> [Raw data]:
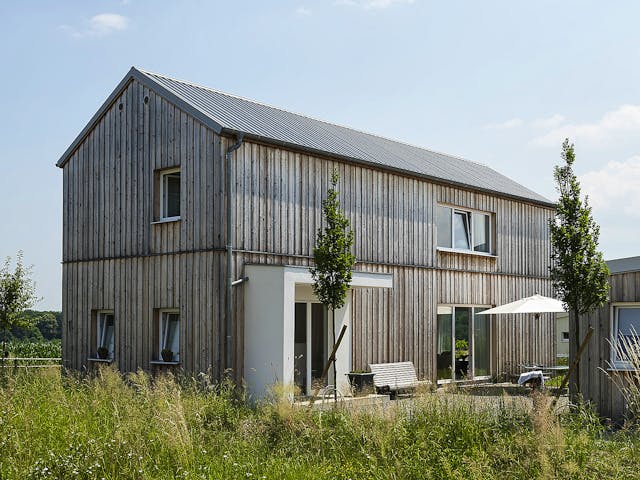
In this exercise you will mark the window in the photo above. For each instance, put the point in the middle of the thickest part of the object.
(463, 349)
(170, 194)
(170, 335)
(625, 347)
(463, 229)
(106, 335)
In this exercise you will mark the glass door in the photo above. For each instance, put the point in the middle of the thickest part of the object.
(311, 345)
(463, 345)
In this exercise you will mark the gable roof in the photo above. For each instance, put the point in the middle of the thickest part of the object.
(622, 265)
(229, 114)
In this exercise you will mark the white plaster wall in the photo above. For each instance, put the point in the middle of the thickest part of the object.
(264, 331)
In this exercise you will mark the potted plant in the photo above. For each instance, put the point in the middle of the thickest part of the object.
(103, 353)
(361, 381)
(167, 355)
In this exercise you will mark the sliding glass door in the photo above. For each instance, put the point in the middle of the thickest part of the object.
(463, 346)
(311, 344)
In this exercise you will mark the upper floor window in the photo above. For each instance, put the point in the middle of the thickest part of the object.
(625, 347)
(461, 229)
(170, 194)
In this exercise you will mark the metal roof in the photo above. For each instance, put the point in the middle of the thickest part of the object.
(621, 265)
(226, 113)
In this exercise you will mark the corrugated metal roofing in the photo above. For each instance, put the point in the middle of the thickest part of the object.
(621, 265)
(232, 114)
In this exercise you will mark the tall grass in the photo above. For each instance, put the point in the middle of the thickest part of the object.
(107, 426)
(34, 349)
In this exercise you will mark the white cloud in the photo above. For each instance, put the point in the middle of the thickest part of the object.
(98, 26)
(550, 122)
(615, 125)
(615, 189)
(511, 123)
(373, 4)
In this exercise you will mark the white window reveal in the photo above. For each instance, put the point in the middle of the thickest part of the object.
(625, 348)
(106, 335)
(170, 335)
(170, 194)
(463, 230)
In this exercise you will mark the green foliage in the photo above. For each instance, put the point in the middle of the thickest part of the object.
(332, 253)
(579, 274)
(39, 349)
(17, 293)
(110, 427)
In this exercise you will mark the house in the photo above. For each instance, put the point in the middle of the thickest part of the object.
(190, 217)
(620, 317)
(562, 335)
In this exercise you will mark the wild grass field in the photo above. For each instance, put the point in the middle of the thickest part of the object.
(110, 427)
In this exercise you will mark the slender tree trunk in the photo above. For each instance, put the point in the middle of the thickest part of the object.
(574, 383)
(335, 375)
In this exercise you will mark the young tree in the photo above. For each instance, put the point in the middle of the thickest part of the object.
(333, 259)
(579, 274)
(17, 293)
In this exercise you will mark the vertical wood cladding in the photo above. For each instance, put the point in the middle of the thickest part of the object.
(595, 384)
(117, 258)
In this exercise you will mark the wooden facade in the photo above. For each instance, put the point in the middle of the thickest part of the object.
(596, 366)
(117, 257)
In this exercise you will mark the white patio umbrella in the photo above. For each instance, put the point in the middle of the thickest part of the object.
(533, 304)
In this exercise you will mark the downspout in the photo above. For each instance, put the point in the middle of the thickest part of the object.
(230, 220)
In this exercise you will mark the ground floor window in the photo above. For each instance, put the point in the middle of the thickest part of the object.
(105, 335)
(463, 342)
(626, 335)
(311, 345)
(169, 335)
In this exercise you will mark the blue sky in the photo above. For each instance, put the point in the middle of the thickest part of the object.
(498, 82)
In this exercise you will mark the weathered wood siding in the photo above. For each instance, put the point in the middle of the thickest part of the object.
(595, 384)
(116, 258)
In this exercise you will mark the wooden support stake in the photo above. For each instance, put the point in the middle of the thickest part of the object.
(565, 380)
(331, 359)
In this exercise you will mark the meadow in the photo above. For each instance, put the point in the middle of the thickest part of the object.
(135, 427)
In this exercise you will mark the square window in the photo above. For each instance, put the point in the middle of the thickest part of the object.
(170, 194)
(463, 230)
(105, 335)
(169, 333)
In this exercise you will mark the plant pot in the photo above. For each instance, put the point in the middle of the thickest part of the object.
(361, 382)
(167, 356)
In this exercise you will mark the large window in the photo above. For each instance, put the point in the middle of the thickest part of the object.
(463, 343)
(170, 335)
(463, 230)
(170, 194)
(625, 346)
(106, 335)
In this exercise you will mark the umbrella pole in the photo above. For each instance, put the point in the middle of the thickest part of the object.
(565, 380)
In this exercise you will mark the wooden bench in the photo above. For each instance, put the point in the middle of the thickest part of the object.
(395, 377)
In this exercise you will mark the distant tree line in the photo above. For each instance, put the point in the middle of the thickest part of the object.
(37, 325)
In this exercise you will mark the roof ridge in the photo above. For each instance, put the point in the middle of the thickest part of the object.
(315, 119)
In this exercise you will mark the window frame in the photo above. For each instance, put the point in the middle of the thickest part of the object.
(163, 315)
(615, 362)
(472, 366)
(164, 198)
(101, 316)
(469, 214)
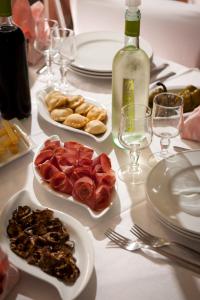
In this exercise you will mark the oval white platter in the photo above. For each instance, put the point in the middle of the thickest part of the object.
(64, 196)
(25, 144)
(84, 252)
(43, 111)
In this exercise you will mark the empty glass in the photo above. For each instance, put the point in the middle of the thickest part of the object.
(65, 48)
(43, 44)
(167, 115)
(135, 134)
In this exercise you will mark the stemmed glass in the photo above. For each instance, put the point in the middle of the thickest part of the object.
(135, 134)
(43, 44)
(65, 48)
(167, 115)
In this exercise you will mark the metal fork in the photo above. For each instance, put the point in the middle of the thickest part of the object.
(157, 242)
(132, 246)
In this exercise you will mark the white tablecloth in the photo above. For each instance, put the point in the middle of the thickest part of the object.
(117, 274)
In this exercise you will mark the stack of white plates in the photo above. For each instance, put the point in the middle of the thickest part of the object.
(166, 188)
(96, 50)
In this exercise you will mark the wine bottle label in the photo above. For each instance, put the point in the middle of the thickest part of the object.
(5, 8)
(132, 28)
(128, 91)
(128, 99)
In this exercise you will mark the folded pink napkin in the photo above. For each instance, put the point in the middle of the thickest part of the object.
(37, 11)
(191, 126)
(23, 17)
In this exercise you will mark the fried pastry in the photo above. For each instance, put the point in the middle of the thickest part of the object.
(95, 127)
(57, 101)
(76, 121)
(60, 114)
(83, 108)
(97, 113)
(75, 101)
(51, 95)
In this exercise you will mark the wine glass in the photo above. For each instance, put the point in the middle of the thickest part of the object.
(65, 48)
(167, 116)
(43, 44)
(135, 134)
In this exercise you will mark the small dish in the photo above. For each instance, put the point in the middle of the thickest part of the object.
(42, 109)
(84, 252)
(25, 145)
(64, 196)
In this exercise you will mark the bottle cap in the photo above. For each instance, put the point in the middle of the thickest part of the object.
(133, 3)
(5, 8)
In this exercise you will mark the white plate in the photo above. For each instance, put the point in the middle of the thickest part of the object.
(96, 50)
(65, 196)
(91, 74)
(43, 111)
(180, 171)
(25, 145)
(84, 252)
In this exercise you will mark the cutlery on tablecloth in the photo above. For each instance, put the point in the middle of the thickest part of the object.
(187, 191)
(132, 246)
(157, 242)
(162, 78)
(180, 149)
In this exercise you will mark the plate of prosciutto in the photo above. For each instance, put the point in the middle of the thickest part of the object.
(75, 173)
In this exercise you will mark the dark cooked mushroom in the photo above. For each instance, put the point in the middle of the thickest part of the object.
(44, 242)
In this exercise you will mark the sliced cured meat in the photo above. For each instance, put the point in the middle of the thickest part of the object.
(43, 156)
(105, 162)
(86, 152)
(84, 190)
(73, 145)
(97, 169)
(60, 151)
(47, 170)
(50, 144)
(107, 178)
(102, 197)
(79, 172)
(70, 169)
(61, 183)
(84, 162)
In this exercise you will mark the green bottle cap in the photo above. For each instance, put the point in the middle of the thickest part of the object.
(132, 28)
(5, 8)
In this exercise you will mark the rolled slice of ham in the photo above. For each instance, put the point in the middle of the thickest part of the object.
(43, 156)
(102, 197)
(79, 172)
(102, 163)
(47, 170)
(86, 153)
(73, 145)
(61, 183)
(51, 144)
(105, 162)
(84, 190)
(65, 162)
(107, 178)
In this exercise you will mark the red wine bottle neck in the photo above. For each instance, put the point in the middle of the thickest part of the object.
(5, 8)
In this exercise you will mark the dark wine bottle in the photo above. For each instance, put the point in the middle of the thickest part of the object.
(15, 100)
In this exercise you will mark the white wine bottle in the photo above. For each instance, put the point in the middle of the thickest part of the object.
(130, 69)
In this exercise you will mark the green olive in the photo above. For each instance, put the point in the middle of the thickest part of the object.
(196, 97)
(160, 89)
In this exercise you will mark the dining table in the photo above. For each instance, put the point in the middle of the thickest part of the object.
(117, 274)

> [Problem details]:
Only the lines from the one with "In this exercise you will mark the dark wine" through the final line above should be repeated, each exactly as written.

> [Response]:
In this exercise you will mark the dark wine bottle in the photo above. For each instance, put the point in the middle of the thickest part of the object.
(15, 100)
In this exercise you will mark the white wine bottle in the photo above. For each instance, put the point in the middle of the thickest part of the object.
(130, 69)
In this exercise you will mark the green olive in the photo above. For each instance, put the point in the middle of the thickest part of the object.
(196, 97)
(160, 89)
In this exercise you will mark the dining table in the photo above. For each instance, put the point in the middle of the thickest part of the object.
(117, 274)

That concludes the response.